:: EXERCISE REQUIREMENTS ::
Retype every one of the items below, keeping each line the same character for character.

——

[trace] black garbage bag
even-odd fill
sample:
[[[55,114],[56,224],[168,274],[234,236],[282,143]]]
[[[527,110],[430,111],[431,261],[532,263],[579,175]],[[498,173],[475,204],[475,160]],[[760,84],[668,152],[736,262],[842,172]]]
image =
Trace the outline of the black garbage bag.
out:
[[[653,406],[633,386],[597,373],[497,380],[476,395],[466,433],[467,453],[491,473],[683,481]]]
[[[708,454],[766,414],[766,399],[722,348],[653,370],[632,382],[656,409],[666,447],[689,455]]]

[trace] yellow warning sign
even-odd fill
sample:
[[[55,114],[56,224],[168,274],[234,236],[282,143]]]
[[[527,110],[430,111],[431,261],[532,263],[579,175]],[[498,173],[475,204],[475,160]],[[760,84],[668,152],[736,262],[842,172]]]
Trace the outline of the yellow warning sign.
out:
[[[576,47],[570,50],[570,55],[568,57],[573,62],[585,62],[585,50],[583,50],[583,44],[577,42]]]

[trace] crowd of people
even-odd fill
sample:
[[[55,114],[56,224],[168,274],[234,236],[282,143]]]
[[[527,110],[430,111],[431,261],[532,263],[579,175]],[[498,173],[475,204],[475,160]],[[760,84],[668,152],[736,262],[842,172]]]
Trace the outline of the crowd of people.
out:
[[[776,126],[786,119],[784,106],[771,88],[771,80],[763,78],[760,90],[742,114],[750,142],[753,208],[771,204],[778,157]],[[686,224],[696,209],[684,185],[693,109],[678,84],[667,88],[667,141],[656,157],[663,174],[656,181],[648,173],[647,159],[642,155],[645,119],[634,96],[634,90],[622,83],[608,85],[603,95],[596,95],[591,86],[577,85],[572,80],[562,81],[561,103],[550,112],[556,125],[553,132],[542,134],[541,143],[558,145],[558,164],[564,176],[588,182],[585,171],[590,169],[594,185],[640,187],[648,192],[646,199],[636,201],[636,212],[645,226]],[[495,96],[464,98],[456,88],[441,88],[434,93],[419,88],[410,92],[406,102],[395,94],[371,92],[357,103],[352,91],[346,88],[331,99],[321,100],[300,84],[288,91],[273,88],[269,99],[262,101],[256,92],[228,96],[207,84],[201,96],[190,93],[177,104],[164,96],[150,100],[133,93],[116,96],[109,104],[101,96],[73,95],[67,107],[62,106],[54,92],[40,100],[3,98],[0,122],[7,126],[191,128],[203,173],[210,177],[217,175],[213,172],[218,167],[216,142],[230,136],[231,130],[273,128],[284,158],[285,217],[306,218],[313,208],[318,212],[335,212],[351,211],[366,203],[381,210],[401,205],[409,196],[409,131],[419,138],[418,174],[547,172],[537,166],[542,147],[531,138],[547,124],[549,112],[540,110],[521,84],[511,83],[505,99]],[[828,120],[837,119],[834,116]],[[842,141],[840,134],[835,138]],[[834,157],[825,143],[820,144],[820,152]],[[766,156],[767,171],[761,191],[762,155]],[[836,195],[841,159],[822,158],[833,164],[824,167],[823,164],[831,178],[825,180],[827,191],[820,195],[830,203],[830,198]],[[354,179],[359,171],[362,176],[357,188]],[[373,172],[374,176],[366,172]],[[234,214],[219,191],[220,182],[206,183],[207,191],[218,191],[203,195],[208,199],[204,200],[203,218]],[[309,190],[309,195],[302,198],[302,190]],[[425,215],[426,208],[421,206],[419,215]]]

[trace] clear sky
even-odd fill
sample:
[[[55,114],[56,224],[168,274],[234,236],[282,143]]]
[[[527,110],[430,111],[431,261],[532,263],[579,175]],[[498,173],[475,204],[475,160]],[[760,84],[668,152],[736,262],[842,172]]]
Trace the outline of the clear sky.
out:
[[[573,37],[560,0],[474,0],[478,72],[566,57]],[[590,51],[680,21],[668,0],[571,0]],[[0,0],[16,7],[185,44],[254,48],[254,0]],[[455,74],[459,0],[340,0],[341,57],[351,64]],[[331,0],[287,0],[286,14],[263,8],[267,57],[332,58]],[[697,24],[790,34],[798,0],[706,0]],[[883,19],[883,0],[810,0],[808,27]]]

——

:: RESULT OF THIS EXERCISE ::
[trace] black garbage bag
even-odd fill
sample:
[[[55,114],[56,224],[168,274],[234,236],[282,143]]]
[[[527,110],[430,111],[431,261],[532,263],[579,175]],[[498,173],[475,204],[475,160]],[[760,84],[668,152],[736,262],[842,172]]]
image =
Trace the outline of the black garbage bag.
out:
[[[653,406],[633,386],[597,373],[497,380],[476,395],[466,433],[467,453],[491,473],[683,481]]]
[[[708,454],[766,414],[766,399],[722,348],[653,370],[632,382],[656,409],[666,447],[689,455]]]

[trace] yellow warning sign
even-odd fill
sample:
[[[55,114],[56,224],[168,274],[234,236],[282,143]]]
[[[527,110],[430,111],[431,261],[532,263],[579,175]],[[498,173],[475,204],[475,160]],[[760,84],[668,152],[736,262],[842,172]]]
Trace the outline of the yellow warning sign.
out:
[[[576,47],[570,50],[570,55],[568,57],[573,62],[585,62],[585,50],[583,50],[583,44],[577,42]]]

[trace] crowd of people
even-odd fill
sample:
[[[55,114],[56,224],[168,274],[234,236],[282,143]]]
[[[527,110],[430,111],[431,261],[532,263],[579,175]],[[498,173],[475,204],[475,160]],[[760,84],[668,152],[736,262],[842,172]]]
Trace the outline of the crowd of people.
out:
[[[776,126],[786,119],[784,106],[771,88],[771,80],[763,78],[760,90],[742,114],[750,142],[753,208],[771,204],[778,157]],[[686,224],[696,209],[684,185],[693,109],[678,84],[667,88],[667,141],[656,157],[663,174],[656,181],[648,173],[647,159],[642,155],[645,119],[634,96],[634,90],[622,83],[608,85],[603,95],[596,95],[591,86],[577,85],[572,80],[562,81],[561,103],[550,112],[556,125],[553,132],[542,134],[541,143],[558,145],[558,164],[564,176],[588,182],[585,171],[590,169],[594,185],[640,187],[648,192],[646,199],[636,201],[636,212],[645,226]],[[495,96],[464,98],[456,88],[441,88],[434,93],[419,88],[410,92],[406,102],[395,94],[371,92],[357,103],[352,91],[346,88],[331,99],[321,100],[300,84],[288,91],[273,88],[269,99],[262,101],[256,92],[228,96],[207,84],[201,96],[190,93],[177,104],[164,96],[150,100],[133,93],[116,96],[109,104],[101,96],[73,95],[67,107],[62,106],[54,92],[40,100],[3,98],[0,122],[7,126],[191,128],[203,173],[210,177],[217,175],[213,172],[218,167],[216,142],[230,136],[231,130],[273,128],[284,158],[285,217],[306,218],[313,208],[318,212],[335,212],[351,211],[366,203],[381,210],[401,205],[409,196],[409,131],[419,138],[418,174],[547,172],[537,166],[542,147],[531,138],[547,124],[549,112],[540,110],[521,84],[511,83],[505,99]],[[828,120],[837,119],[834,116]],[[842,141],[840,134],[835,138]],[[834,157],[825,143],[820,144],[820,152]],[[766,156],[767,171],[761,191],[762,155]],[[836,195],[841,159],[822,158],[833,164],[824,167],[823,164],[831,178],[825,180],[827,191],[820,195],[830,203],[830,198]],[[354,179],[359,171],[362,176],[357,188]],[[373,172],[374,176],[366,172]],[[234,214],[219,191],[220,182],[206,183],[207,191],[218,191],[203,195],[208,199],[204,200],[203,218]],[[309,190],[309,195],[302,198],[302,190]],[[425,215],[426,208],[421,206],[419,215]]]

[trace] clear sky
even-odd fill
sample:
[[[55,114],[56,224],[168,274],[234,236],[282,143]]]
[[[527,110],[430,111],[431,261],[532,263],[579,175]],[[498,173],[475,204],[475,160]],[[760,84],[668,152],[736,262],[842,172]]]
Trace the outline of the clear sky.
out:
[[[573,37],[560,0],[474,0],[478,72],[566,57]],[[590,51],[680,21],[668,0],[571,0]],[[0,0],[16,7],[185,44],[254,48],[254,0]],[[455,74],[459,0],[340,0],[341,57],[351,64]],[[331,0],[287,0],[286,14],[263,8],[267,57],[332,58]],[[697,24],[790,34],[798,0],[706,0]],[[883,19],[883,0],[810,0],[808,27]]]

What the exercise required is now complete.